WHAT IS ASKED: How many lines in the material below contain the string "lane"? Case matters. Reply with the number alone.

RECORDED INFORMATION:
◇ ◇ ◇ ◇

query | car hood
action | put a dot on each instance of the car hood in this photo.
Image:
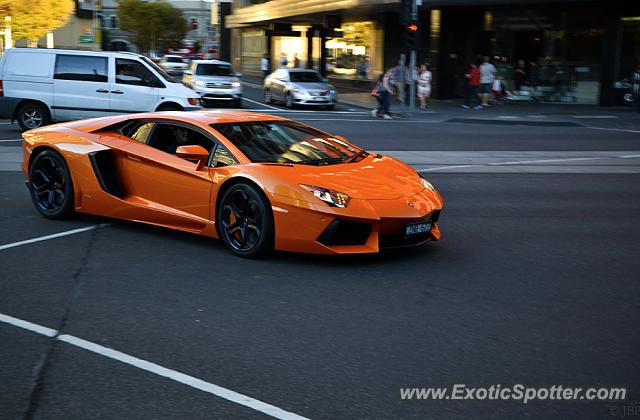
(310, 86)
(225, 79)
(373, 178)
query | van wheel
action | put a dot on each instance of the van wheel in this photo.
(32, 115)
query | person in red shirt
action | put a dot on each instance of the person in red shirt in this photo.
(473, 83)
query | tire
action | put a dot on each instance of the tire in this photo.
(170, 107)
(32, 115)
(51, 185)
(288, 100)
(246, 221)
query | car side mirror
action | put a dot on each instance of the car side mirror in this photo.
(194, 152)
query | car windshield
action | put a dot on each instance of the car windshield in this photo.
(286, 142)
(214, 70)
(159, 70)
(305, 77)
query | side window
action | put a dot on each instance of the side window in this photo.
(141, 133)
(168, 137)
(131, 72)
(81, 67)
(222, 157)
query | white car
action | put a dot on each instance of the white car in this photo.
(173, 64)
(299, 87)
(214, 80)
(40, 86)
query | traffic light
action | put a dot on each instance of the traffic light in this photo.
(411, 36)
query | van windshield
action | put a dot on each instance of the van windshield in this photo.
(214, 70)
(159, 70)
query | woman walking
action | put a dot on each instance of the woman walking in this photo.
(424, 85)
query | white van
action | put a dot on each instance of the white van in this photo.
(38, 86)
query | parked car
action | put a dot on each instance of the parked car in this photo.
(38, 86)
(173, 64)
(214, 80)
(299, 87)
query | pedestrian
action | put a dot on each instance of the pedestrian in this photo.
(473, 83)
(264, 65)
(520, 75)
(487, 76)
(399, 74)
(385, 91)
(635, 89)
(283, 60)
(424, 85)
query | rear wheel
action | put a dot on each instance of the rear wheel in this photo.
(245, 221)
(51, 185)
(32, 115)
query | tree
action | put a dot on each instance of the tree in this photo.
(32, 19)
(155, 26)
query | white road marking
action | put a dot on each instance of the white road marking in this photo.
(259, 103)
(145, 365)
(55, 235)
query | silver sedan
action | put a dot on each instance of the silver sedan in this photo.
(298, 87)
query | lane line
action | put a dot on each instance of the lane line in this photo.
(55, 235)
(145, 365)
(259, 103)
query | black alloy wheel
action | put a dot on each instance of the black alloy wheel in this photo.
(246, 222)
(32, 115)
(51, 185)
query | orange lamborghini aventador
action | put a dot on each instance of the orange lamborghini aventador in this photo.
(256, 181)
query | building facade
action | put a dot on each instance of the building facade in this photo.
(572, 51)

◇ ◇ ◇ ◇

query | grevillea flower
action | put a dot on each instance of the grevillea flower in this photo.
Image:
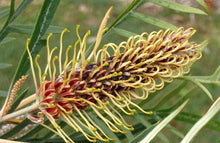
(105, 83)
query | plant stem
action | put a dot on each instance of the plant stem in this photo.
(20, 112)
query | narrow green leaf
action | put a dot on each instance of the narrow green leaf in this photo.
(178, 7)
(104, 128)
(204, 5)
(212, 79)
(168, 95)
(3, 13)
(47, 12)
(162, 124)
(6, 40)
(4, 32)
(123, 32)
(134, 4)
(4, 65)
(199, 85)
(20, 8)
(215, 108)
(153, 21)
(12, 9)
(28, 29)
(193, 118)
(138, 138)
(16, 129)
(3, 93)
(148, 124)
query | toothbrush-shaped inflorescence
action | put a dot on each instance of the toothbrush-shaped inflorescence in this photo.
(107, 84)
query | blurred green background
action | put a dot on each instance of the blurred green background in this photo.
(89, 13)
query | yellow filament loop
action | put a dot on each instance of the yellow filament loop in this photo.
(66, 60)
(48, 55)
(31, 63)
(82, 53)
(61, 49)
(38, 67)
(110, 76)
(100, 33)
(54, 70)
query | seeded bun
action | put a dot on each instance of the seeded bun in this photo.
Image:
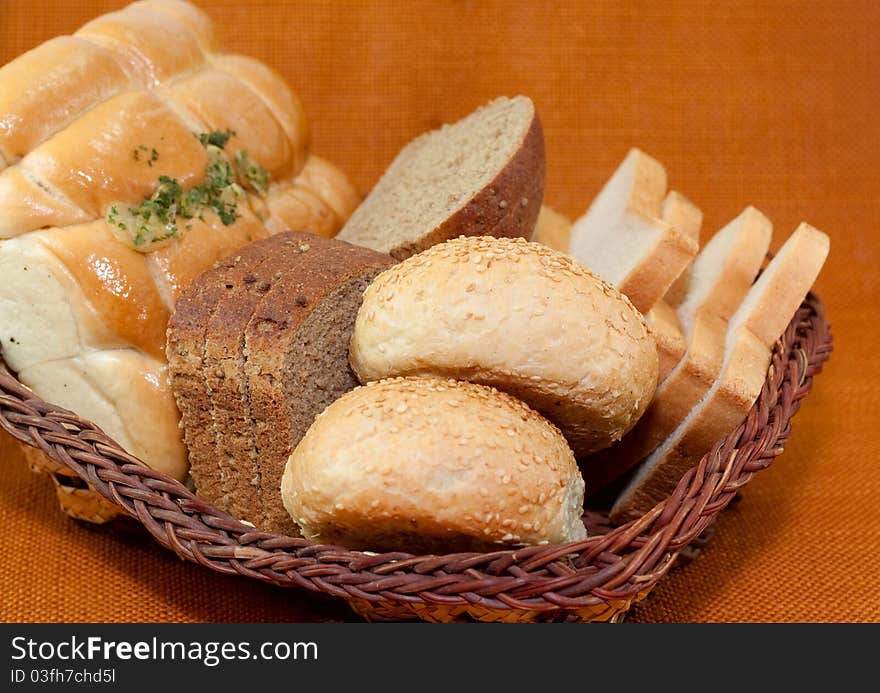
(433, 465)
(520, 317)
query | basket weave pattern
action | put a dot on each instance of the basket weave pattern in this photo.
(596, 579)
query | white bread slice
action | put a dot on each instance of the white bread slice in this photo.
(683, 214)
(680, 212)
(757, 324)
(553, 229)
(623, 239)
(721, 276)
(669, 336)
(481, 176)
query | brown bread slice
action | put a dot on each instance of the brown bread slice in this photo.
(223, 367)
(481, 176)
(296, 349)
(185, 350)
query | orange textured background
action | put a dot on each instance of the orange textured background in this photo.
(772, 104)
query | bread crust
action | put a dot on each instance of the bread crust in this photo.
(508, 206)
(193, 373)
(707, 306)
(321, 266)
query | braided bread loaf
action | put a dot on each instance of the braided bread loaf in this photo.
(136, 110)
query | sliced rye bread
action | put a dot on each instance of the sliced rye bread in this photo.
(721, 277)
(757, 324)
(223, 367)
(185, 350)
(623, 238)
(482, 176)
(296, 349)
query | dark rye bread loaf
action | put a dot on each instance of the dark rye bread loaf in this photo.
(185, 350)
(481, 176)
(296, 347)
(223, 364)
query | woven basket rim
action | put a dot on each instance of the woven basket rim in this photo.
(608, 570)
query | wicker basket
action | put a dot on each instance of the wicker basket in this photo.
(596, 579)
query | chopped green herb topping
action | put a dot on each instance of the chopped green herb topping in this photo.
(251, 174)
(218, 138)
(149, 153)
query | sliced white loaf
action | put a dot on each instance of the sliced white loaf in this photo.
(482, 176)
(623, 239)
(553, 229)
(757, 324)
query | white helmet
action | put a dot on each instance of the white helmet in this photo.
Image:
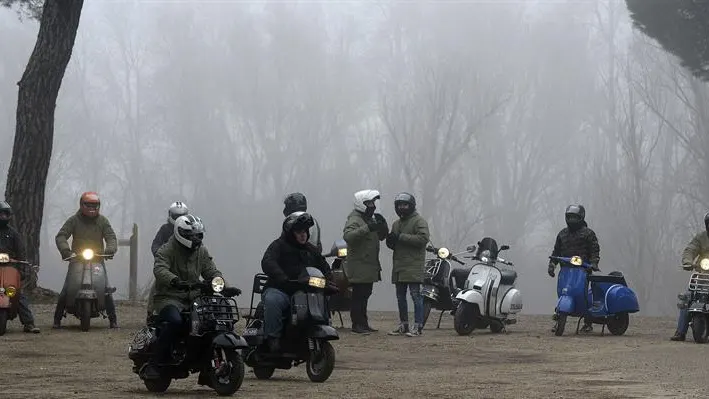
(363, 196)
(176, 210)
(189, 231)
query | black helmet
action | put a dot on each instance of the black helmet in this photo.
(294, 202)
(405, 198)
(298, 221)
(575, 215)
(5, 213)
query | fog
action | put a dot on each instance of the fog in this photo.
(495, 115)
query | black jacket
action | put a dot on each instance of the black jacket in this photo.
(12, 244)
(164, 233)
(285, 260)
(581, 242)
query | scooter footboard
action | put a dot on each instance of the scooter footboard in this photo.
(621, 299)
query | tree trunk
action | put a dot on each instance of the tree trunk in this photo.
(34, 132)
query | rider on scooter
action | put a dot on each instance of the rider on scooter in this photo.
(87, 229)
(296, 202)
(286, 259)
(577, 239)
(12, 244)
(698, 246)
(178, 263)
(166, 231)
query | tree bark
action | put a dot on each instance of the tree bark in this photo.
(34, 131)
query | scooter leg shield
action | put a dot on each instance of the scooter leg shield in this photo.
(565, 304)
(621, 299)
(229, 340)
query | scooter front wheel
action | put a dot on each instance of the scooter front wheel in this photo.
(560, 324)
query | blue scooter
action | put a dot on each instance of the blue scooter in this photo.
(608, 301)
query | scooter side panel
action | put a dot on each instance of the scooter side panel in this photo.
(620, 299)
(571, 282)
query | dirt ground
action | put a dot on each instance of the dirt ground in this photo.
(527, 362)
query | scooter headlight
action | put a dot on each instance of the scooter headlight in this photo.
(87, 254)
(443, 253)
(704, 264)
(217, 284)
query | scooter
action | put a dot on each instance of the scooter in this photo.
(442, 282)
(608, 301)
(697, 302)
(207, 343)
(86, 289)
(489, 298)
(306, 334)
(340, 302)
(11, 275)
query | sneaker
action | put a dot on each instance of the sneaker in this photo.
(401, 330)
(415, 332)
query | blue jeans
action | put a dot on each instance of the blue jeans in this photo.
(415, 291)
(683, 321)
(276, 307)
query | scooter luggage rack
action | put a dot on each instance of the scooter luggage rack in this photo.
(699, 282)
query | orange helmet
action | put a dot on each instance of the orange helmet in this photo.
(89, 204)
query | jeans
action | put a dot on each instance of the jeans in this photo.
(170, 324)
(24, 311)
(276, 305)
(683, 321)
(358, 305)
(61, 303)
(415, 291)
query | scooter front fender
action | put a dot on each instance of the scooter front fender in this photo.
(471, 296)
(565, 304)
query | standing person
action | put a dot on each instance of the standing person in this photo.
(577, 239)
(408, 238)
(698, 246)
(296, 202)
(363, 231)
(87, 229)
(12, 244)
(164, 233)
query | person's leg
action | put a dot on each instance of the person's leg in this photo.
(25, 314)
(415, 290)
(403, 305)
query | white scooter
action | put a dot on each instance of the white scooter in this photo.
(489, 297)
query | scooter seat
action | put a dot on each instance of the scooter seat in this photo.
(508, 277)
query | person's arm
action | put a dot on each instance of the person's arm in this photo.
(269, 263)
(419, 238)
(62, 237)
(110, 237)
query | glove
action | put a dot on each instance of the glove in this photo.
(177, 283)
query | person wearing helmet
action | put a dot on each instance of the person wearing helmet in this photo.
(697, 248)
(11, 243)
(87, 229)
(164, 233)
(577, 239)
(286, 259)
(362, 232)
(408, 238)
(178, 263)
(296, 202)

◇ ◇ ◇ ◇

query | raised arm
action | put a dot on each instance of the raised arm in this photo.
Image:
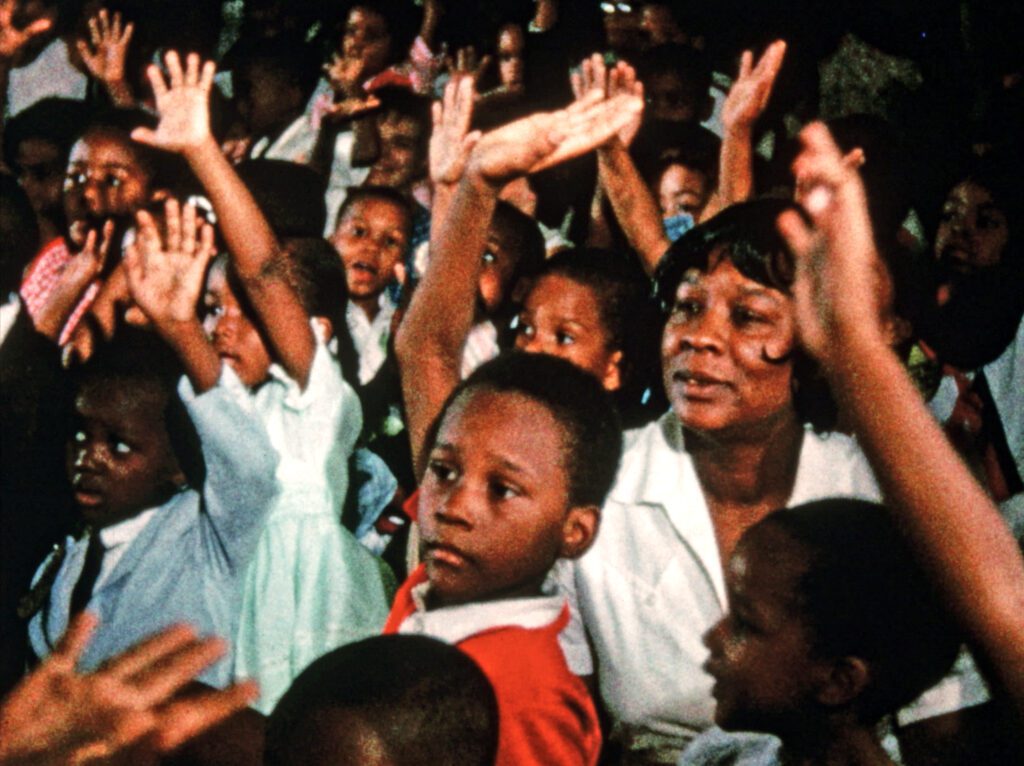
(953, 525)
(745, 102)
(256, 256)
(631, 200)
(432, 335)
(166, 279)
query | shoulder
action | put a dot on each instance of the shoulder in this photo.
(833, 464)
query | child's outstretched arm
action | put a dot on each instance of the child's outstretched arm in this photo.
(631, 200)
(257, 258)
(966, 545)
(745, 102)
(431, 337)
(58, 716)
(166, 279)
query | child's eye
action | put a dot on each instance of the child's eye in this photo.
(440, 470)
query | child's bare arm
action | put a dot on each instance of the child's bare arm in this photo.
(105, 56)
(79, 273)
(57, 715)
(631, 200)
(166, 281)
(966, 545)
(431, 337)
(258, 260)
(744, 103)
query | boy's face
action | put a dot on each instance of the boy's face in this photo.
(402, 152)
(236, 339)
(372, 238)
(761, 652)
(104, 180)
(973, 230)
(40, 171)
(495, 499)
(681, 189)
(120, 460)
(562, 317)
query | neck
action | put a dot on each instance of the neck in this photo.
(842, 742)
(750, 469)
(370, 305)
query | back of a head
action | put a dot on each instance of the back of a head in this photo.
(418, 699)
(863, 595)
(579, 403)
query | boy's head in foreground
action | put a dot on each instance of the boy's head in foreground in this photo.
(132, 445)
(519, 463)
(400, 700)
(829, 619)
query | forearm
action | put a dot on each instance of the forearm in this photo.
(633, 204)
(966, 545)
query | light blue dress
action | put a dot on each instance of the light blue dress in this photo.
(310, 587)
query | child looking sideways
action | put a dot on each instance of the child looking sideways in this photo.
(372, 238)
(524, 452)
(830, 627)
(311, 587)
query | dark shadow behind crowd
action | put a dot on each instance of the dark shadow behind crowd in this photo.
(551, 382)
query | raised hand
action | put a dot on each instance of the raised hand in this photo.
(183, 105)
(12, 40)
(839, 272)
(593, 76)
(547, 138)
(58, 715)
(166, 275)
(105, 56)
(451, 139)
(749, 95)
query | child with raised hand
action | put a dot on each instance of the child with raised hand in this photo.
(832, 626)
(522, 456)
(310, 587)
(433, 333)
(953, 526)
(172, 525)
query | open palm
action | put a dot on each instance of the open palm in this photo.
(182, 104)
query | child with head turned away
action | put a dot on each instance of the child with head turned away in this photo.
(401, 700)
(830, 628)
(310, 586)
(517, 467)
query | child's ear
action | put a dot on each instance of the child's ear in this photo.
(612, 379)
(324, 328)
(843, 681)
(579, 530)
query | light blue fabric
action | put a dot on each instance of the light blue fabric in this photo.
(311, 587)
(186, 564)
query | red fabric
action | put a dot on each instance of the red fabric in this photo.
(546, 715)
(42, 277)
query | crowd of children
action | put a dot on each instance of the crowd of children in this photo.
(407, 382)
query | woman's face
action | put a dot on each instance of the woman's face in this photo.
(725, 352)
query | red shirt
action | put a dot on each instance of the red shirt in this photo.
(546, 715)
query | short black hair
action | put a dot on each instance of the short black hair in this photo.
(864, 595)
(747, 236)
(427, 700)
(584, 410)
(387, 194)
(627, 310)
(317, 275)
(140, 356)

◇ ◇ ◇ ◇

SOLUTION FOR THIS PROBLEM: 2